##### Provided data #####

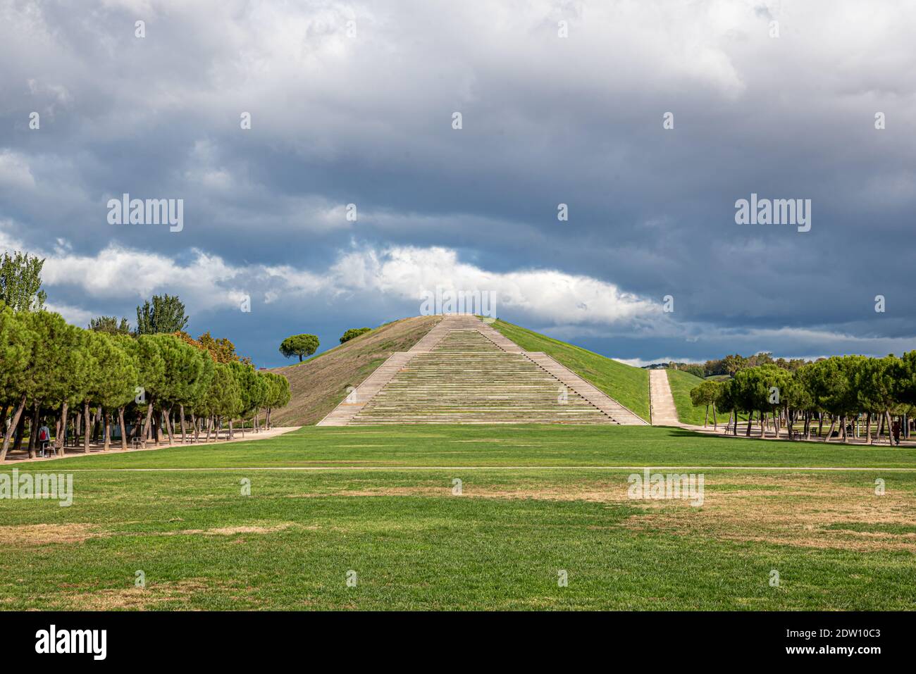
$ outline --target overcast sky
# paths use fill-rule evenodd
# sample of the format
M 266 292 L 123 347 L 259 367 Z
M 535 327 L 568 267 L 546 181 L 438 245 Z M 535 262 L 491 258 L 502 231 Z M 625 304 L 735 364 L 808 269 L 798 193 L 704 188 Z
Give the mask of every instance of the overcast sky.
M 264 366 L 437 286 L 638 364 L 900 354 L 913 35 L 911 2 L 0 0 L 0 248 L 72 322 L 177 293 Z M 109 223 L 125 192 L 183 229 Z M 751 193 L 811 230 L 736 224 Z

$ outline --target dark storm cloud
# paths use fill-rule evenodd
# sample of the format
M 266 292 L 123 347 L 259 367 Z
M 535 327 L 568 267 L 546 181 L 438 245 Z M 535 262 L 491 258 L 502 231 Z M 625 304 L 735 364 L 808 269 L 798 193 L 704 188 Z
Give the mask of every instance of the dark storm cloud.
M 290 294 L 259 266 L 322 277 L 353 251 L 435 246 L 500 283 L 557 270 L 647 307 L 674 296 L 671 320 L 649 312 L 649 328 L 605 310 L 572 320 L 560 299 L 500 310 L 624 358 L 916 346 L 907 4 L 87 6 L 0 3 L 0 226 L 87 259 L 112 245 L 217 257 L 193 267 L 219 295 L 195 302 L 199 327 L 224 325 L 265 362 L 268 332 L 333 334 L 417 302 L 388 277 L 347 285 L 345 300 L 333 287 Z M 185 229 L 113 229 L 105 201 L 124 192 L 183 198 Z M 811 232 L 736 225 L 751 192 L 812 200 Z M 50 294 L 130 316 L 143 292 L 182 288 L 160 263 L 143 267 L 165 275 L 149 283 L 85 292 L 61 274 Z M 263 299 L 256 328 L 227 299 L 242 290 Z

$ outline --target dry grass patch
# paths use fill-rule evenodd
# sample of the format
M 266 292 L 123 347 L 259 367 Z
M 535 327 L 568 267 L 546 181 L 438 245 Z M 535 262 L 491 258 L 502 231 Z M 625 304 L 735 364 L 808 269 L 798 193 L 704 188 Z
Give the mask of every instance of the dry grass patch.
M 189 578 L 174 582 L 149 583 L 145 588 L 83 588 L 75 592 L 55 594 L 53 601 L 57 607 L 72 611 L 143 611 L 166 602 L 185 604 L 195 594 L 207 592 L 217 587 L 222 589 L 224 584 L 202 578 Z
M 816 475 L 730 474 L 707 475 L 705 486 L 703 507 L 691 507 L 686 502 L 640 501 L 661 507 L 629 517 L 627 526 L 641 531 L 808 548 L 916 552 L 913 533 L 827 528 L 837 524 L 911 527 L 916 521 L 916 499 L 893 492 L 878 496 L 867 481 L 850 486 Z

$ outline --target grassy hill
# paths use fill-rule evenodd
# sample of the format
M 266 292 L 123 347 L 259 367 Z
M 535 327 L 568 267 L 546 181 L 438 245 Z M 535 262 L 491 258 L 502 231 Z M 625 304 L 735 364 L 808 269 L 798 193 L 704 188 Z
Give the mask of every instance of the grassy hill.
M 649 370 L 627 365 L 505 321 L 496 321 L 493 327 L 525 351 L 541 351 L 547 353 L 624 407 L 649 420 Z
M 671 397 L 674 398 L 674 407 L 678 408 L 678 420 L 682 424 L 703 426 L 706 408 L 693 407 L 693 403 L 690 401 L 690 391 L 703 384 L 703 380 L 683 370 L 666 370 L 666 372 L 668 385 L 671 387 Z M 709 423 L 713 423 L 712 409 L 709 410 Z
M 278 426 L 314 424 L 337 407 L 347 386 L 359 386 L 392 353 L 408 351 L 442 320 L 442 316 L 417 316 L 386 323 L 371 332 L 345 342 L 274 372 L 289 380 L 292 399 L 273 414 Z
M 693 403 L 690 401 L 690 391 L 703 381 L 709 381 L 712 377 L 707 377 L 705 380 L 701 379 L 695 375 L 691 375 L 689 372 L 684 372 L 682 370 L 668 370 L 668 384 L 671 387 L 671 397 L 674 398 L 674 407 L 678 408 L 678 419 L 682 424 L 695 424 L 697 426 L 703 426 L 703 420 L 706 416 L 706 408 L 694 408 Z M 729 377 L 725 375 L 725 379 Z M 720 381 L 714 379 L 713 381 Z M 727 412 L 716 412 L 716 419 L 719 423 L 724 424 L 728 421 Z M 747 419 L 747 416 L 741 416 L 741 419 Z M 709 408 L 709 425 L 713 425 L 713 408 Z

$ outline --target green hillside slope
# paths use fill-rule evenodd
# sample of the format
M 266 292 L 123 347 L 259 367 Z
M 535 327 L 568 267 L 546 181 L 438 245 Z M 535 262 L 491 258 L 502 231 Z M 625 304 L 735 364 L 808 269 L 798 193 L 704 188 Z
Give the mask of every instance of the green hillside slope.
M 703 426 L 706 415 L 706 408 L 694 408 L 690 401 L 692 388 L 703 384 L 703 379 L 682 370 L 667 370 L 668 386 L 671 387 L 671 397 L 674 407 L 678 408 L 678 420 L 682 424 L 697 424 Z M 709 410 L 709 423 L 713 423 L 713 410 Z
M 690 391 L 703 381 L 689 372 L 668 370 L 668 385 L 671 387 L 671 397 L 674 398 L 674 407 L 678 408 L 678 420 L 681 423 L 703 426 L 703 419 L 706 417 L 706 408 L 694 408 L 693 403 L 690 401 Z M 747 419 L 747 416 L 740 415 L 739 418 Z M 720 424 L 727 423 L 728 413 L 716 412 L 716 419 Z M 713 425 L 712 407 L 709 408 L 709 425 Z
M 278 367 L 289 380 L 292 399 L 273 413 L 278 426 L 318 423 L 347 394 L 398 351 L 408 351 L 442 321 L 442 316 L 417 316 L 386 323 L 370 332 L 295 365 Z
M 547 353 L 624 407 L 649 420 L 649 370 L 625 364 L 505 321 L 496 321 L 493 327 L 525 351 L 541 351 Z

#####

▸ Work instructions: Copy all of the items above character for character, leaving out the pictures.

▸ Task result:
$ outline --target overcast sky
# paths use fill-rule evenodd
# sample of the format
M 266 292 L 123 347 L 259 367 Z
M 535 327 L 568 267 L 546 181 L 438 245 Z M 535 262 L 491 258 L 502 231 Z M 625 304 L 735 364 L 808 269 L 798 193 L 704 188 Z
Give the mask of every instance of the overcast sky.
M 264 366 L 437 286 L 638 364 L 900 354 L 913 35 L 911 2 L 0 0 L 0 248 L 72 322 L 177 293 Z M 109 223 L 125 192 L 183 229 Z M 751 193 L 811 230 L 736 224 Z

$ outline --target dark storm cloud
# paths use fill-rule evenodd
# sample of the format
M 266 292 L 123 347 L 259 367 Z
M 535 327 L 568 267 L 546 181 L 438 245 Z M 535 262 L 491 258 L 502 231 Z M 625 304 L 735 364 L 808 269 L 798 193 L 704 188 Z
Give the mask of every instance of the dark storm cloud.
M 290 294 L 259 266 L 322 277 L 353 251 L 435 246 L 500 283 L 557 270 L 647 307 L 674 296 L 671 320 L 649 312 L 649 328 L 605 310 L 572 320 L 560 299 L 500 310 L 624 358 L 916 346 L 907 4 L 87 6 L 0 3 L 0 226 L 87 259 L 112 245 L 217 257 L 193 267 L 219 295 L 195 302 L 199 327 L 224 325 L 265 362 L 268 332 L 333 334 L 417 302 L 388 277 L 347 285 L 345 300 L 333 287 Z M 185 229 L 113 229 L 105 201 L 124 192 L 183 198 Z M 811 232 L 736 225 L 751 192 L 812 200 Z M 50 294 L 130 316 L 143 292 L 182 288 L 160 263 L 143 267 L 165 275 L 149 283 L 85 292 L 61 274 Z M 263 299 L 256 328 L 227 299 L 242 290 Z

$ outline --target dry grass patch
# paths use fill-rule evenodd
# sample of the format
M 266 292 L 123 347 L 259 367 Z
M 535 327 L 568 267 L 546 181 L 438 245 Z M 535 262 L 491 258 L 502 231 Z M 625 304 L 735 364 L 808 269 L 798 193 L 704 188 Z
Give the mask of every instance of the dry grass patch.
M 189 578 L 174 582 L 149 583 L 145 588 L 83 588 L 75 592 L 55 594 L 53 601 L 57 607 L 72 611 L 143 611 L 166 602 L 185 604 L 195 594 L 207 592 L 217 587 L 222 589 L 224 584 L 202 578 Z
M 816 475 L 730 474 L 707 475 L 705 486 L 703 507 L 691 507 L 686 502 L 640 501 L 661 507 L 629 517 L 627 526 L 641 531 L 808 548 L 916 552 L 913 533 L 827 528 L 837 524 L 911 527 L 916 521 L 916 499 L 893 492 L 878 496 L 867 481 L 850 486 Z

$ outline --target grassy hill
# paths use fill-rule evenodd
# sample of the format
M 266 292 L 123 347 L 259 367 Z
M 535 327 L 568 267 L 546 181 L 438 245 Z M 535 262 L 491 258 L 502 231 Z M 625 304 L 735 364 L 808 269 L 798 193 L 704 188 Z
Give the mask of every instance of the grassy hill.
M 649 370 L 627 365 L 505 321 L 496 321 L 493 327 L 525 351 L 541 351 L 547 353 L 624 407 L 649 420 Z
M 671 397 L 674 398 L 674 407 L 678 408 L 678 420 L 682 424 L 703 426 L 706 408 L 693 407 L 693 403 L 690 401 L 690 391 L 703 384 L 703 380 L 683 370 L 666 370 L 666 372 L 668 385 L 671 387 Z M 709 423 L 713 423 L 712 409 L 709 410 Z
M 278 426 L 314 424 L 337 407 L 347 386 L 359 386 L 392 353 L 408 351 L 442 320 L 442 316 L 417 316 L 386 323 L 371 332 L 345 342 L 274 372 L 289 380 L 292 399 L 273 414 Z
M 693 403 L 690 401 L 690 391 L 703 381 L 709 381 L 712 377 L 707 377 L 705 380 L 701 379 L 695 375 L 691 375 L 689 372 L 684 372 L 682 370 L 668 370 L 668 384 L 671 387 L 671 397 L 674 398 L 674 407 L 678 408 L 678 419 L 682 424 L 695 424 L 697 426 L 703 426 L 703 420 L 706 416 L 706 408 L 694 408 Z M 729 377 L 725 375 L 725 379 Z M 720 381 L 714 379 L 713 381 Z M 727 412 L 716 412 L 716 419 L 719 423 L 724 424 L 728 421 Z M 747 419 L 747 416 L 741 416 L 741 419 Z M 709 408 L 709 425 L 713 425 L 713 408 Z

$ outline --target green hillside slope
# paths use fill-rule evenodd
# sample of the format
M 266 292 L 123 347 L 259 367 Z
M 535 327 L 568 267 L 546 181 L 438 245 Z M 535 262 L 491 258 L 502 231 Z M 625 304 L 735 364 L 808 269 L 798 193 L 704 188 Z
Give the mask of every instance of the green hillside slope.
M 703 426 L 706 415 L 706 408 L 694 408 L 690 401 L 692 388 L 703 384 L 703 379 L 682 370 L 667 370 L 668 386 L 671 387 L 671 397 L 674 407 L 678 408 L 678 420 L 682 424 L 697 424 Z M 709 410 L 709 423 L 713 423 L 713 410 Z
M 690 391 L 703 381 L 689 372 L 668 370 L 668 385 L 671 387 L 671 397 L 674 398 L 674 407 L 678 408 L 678 420 L 681 423 L 703 426 L 703 419 L 706 417 L 706 408 L 694 408 L 693 403 L 690 401 Z M 747 419 L 747 416 L 740 415 L 739 418 Z M 720 424 L 727 423 L 728 413 L 716 412 L 716 419 Z M 713 425 L 712 407 L 709 408 L 709 425 Z
M 278 367 L 289 380 L 292 399 L 273 413 L 278 426 L 318 423 L 347 394 L 398 351 L 408 351 L 442 321 L 442 316 L 417 316 L 386 323 L 370 332 L 295 365 Z
M 547 353 L 624 407 L 649 420 L 649 370 L 625 364 L 505 321 L 496 321 L 493 327 L 525 351 L 541 351 Z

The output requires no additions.